[Stored items from a collection]
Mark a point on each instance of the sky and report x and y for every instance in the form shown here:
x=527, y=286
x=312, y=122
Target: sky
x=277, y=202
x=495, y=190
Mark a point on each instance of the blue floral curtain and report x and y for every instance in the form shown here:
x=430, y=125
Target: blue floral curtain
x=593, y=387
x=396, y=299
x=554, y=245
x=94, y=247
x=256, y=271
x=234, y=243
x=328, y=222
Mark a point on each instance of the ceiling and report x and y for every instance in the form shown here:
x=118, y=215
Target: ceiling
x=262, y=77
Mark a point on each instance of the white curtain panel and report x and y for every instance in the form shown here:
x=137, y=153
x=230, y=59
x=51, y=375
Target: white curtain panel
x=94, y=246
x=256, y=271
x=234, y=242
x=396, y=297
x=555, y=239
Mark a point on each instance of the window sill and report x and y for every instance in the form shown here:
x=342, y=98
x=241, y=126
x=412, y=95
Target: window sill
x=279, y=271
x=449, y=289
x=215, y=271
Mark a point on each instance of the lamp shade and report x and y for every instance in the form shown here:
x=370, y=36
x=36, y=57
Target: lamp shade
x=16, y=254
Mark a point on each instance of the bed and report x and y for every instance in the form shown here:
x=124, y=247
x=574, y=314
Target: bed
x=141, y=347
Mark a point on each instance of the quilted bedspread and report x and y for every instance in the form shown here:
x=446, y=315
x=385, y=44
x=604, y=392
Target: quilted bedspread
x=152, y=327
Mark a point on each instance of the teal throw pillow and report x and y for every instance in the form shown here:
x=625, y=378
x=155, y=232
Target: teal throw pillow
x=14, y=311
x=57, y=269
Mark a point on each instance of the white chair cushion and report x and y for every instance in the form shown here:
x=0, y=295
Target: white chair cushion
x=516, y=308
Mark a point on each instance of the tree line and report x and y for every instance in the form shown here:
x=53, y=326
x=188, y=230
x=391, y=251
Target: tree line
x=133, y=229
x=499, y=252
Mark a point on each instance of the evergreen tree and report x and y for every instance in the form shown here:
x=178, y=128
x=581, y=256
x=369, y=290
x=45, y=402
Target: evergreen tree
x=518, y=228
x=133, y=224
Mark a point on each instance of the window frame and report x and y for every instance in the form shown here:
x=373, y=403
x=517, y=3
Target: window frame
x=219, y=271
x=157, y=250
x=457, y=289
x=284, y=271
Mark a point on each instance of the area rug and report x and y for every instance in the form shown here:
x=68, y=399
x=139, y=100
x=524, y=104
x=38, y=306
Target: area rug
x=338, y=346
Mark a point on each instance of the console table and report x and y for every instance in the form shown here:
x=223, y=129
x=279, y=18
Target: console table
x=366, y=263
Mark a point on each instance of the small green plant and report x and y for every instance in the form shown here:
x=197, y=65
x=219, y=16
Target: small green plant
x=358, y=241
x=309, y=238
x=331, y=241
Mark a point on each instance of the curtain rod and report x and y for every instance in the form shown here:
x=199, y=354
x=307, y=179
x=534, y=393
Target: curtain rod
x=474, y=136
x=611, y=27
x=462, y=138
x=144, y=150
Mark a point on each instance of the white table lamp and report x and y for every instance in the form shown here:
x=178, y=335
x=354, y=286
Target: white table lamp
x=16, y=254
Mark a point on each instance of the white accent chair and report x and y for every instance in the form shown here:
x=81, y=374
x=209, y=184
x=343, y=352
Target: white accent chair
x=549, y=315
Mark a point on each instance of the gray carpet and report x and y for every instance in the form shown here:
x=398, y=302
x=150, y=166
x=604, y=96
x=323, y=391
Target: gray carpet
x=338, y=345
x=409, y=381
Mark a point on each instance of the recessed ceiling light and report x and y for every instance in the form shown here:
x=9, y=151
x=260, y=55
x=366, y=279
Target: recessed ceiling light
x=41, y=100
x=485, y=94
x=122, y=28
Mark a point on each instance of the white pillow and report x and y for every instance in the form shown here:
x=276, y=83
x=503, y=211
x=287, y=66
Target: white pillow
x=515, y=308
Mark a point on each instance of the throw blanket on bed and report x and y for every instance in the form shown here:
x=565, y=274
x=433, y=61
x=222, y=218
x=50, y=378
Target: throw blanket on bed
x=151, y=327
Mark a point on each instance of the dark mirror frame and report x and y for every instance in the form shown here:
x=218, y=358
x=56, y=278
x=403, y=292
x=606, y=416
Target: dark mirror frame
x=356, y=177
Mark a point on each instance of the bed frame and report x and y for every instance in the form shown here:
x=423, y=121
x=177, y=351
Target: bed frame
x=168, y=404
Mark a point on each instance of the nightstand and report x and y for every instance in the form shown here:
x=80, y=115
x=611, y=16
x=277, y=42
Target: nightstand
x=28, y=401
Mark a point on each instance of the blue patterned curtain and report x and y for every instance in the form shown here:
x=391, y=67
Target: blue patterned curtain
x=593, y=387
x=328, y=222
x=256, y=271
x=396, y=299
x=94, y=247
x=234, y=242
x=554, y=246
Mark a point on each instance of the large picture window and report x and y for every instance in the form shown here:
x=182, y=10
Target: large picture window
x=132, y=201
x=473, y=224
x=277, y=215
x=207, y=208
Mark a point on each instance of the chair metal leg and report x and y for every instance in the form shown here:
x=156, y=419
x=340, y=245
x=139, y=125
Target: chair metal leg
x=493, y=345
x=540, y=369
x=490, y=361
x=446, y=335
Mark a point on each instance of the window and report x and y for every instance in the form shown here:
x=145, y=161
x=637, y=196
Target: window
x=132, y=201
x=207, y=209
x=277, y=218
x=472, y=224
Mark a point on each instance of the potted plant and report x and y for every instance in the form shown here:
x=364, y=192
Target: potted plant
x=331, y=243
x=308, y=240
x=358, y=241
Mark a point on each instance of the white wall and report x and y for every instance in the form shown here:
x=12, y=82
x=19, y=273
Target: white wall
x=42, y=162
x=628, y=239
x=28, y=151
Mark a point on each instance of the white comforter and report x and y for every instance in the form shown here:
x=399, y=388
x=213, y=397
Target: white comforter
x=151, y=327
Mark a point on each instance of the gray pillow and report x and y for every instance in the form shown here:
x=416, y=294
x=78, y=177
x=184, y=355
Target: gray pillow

Direction: Repeat the data from the line with "Mark a point on each instance of the bed and" up to and including the line with "x=284, y=271".

The reply:
Mark a point on each instance of the bed and report x and y for every instance in the form shown here:
x=124, y=247
x=574, y=314
Target: bed
x=141, y=347
Mark a point on each instance of the quilted bedspread and report x and y for every instance in the form shown here:
x=446, y=315
x=385, y=44
x=604, y=392
Target: quilted bedspread
x=152, y=327
Mark a point on each instance of the teal throw pillow and report x and y for every instance in the form shown here:
x=625, y=378
x=155, y=232
Target: teal throw pillow
x=14, y=311
x=57, y=269
Mark a point on each instance of the white chair cushion and report x and y for every instance in the form shown here:
x=0, y=295
Target: white chair cushion
x=516, y=308
Mark a point on each instance of the tree line and report x and y for every instance in the form shown here:
x=53, y=326
x=188, y=230
x=391, y=251
Target: tree line
x=133, y=229
x=499, y=252
Mark a point on each instance of the evergreen tree and report x and y for every instance in the form shown here:
x=178, y=128
x=581, y=256
x=369, y=290
x=45, y=402
Target: evergreen tree
x=518, y=228
x=133, y=224
Mark a point on each instance of the window frame and report x and y for every instance in the form shown here:
x=373, y=403
x=517, y=3
Target: window frame
x=219, y=271
x=157, y=250
x=457, y=289
x=284, y=271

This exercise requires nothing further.